**What you will do**
Which lines of the material below contain the word "cloth"? Select every such line and copy it out, treating uppercase and lowercase letters as different.

═══

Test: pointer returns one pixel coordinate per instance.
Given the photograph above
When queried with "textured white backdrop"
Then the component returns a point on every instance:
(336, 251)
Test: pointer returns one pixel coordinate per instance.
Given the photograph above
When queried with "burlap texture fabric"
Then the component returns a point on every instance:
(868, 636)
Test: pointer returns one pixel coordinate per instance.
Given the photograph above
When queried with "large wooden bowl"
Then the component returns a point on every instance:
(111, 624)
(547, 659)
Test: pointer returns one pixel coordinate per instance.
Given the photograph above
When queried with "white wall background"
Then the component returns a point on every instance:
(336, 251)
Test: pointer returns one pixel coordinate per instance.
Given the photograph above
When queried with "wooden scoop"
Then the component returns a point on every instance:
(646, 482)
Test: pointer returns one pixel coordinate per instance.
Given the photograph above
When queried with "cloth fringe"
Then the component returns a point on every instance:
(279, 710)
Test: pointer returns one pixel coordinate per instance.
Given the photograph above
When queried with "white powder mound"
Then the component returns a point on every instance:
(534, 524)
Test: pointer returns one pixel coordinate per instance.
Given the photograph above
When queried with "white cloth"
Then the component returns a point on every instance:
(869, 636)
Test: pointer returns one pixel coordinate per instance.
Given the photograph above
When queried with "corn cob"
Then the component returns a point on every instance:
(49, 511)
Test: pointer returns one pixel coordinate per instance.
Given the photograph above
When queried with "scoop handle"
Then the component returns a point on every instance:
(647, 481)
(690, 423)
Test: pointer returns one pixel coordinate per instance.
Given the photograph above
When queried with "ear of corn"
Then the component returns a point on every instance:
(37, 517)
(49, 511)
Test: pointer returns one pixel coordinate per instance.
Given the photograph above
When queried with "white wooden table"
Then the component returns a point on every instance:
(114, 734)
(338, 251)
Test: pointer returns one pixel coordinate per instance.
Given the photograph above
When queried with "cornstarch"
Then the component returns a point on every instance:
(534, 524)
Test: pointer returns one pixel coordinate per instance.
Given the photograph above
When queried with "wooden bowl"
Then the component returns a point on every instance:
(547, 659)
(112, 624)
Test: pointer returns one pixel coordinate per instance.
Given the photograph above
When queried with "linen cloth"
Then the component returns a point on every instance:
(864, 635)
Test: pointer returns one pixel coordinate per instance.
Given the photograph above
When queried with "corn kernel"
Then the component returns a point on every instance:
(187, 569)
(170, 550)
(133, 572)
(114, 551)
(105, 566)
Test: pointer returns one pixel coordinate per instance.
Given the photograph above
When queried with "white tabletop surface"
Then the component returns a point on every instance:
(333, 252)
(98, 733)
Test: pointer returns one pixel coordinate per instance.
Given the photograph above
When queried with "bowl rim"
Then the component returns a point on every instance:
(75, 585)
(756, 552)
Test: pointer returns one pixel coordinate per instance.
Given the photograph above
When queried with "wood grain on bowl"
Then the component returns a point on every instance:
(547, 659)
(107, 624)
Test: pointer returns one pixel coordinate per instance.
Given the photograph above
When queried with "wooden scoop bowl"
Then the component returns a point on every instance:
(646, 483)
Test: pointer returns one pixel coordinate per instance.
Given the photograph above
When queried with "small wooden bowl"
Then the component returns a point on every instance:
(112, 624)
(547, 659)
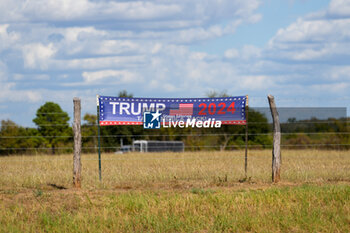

═══

**Complete answer**
When queried with "cloth fringe"
When queried with "white cloth"
When queried with "linen cloth"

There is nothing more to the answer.